WHAT YOU SHOULD DO: Before copying, set the images aside; then transcribe every entry below exactly.

----------------------------------------

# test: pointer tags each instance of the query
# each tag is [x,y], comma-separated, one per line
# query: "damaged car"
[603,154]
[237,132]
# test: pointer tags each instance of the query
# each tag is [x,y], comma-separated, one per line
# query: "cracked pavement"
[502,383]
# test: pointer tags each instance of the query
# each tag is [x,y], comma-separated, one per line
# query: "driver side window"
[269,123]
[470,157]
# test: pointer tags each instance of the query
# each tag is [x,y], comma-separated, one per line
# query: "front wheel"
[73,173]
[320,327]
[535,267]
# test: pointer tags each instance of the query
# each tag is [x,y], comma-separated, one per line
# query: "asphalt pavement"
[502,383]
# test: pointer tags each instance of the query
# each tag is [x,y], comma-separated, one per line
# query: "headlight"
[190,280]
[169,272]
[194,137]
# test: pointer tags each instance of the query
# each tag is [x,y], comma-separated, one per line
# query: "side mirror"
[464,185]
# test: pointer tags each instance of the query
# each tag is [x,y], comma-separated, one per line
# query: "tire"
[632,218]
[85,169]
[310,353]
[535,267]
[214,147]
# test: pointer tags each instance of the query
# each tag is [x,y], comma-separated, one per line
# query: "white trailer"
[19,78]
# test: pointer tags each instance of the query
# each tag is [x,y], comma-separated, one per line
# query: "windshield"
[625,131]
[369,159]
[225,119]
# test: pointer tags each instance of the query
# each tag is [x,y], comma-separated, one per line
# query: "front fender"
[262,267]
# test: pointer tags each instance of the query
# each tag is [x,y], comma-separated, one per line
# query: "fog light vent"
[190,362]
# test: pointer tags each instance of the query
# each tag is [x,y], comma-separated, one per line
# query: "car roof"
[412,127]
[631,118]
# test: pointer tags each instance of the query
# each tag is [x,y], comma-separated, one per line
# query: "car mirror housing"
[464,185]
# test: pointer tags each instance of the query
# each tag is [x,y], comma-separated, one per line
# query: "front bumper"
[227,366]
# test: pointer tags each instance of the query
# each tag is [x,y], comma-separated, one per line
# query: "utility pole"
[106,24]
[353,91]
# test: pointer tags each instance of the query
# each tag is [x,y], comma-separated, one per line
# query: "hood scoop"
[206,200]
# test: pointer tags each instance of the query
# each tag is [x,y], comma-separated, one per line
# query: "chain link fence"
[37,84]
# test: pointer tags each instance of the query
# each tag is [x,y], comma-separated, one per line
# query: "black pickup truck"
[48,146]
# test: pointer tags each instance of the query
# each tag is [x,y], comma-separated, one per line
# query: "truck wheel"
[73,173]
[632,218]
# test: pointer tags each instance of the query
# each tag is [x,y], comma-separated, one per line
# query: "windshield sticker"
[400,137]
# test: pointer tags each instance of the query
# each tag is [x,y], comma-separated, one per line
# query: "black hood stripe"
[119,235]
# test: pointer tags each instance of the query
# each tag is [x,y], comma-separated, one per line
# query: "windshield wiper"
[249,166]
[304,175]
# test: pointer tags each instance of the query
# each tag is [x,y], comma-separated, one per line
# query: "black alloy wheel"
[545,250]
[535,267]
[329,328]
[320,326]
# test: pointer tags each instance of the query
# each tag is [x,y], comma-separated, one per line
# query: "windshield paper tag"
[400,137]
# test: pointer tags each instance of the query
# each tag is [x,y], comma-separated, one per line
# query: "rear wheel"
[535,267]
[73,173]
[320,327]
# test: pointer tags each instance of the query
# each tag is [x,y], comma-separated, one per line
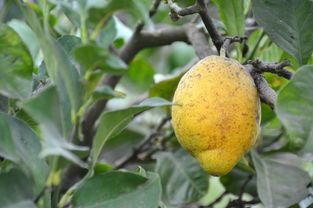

----------------------------------------

WORKED SOLUTION:
# test: pointer tags each instance of the query
# each tag is [x,y], comma-separated, one per line
# query: "damaged car"
[603,154]
[237,132]
# test: pointer tags each instance of the query
# each tag is [x,y], comma-separated, one per line
# query: "cracked pavement"
[502,383]
# test: pointer tags each instance of the query
# each tag is [x,y], comma-separated, one per line
# query: "driver side window"
[269,123]
[470,157]
# test: pointer tags each instance of the query
# each tag is [x,y], comma-separated, one per line
# query: "front wheel"
[73,173]
[320,327]
[535,267]
# test: pointer tags each instance of the query
# each tag is [x,y], comma-separated, one per line
# query: "asphalt pavement"
[502,383]
# test: pointer tags each instance of the query
# each tag is [x,y], comma-separated, one per line
# query: "headlight"
[190,280]
[169,272]
[194,137]
# test: pointer tags each instance of the query
# each tag is [x,y], comma-separated, one per line
# query: "side mirror"
[464,185]
# test: pointer tags each instance of the query
# each tag is [x,y], comma-separated, one per line
# query: "tire"
[632,218]
[85,169]
[310,353]
[535,267]
[214,147]
# test: pointer tags each instance of the query
# each tag is [x,y], comma-separated, one per line
# query: "white trailer"
[19,78]
# test: pointer tags each instance of the query
# each tag is [x,y], comma-separated, one per line
# query: "windshield"
[625,131]
[369,159]
[225,119]
# test: pointer tags each instance of the query
# each tag is [x,y], comma-separated, one per line
# query: "front fender"
[262,267]
# test: pointer tags each instance of the query
# each tag is [x,y], comma-separated, one per line
# query: "fog light vent"
[190,362]
# test: pointer tags each instance of the query
# each tag is [x,y], comma-separated, one per line
# query: "car roof"
[412,127]
[631,118]
# test: pointer tags each instance of the query
# each tag is [x,y], comma-separated, one per line
# query: "car mirror housing"
[464,185]
# test: pointer tags each instance of the query
# each tag is [x,y], comma-separated, one per line
# query: "front bumper"
[227,366]
# test: pointer tags each instance of the query
# each tag is [x,y], comma-separated, one per line
# query: "utility pole"
[106,24]
[353,91]
# test: pointer tags each instance of the query
# each tag is [x,y], comma-separated, one per line
# query: "hood scoop"
[206,200]
# test: pointer tags each instance of the query
# each tag is [x,y], comma-separated, one per line
# query: "chain link fence"
[37,84]
# test: pointer tags each instance of the query
# each tag is [x,y], comma-separated, one per line
# query: "black pickup truck"
[48,146]
# test: pointer tags each instance of the query
# each tag is [x,y], comma-separated, one per line
# query: "truck wheel"
[73,173]
[632,218]
# test: pointer tags each instance of the query
# each tag is [x,y], comma-separated, one per line
# query: "windshield sticker"
[400,137]
# test: pointer tags each instance of the query
# each tag is [x,y], comma-separated, one per line
# query: "black hood stripe"
[119,235]
# test: pointer tags each instance of the query
# each tag is [x,y], comma-separated, one per line
# query: "windshield wiper"
[249,166]
[304,175]
# test: pointer tags each instance of the query
# each tag is [x,y], comma-separated, one per line
# query: "black alloy wheel"
[545,250]
[535,267]
[329,328]
[320,326]
# test: pointer tags each instance of the query
# each tag is [x,y], comma-separated, one per line
# query: "windshield paper tag"
[400,137]
# test: pointer tags each instance of the query
# each tag is [x,y], comma-separated, one per line
# query: "rear wheel"
[535,267]
[73,173]
[320,327]
# test: pointer tags each instance of the query
# each tag is [x,y], comma-separated, one per line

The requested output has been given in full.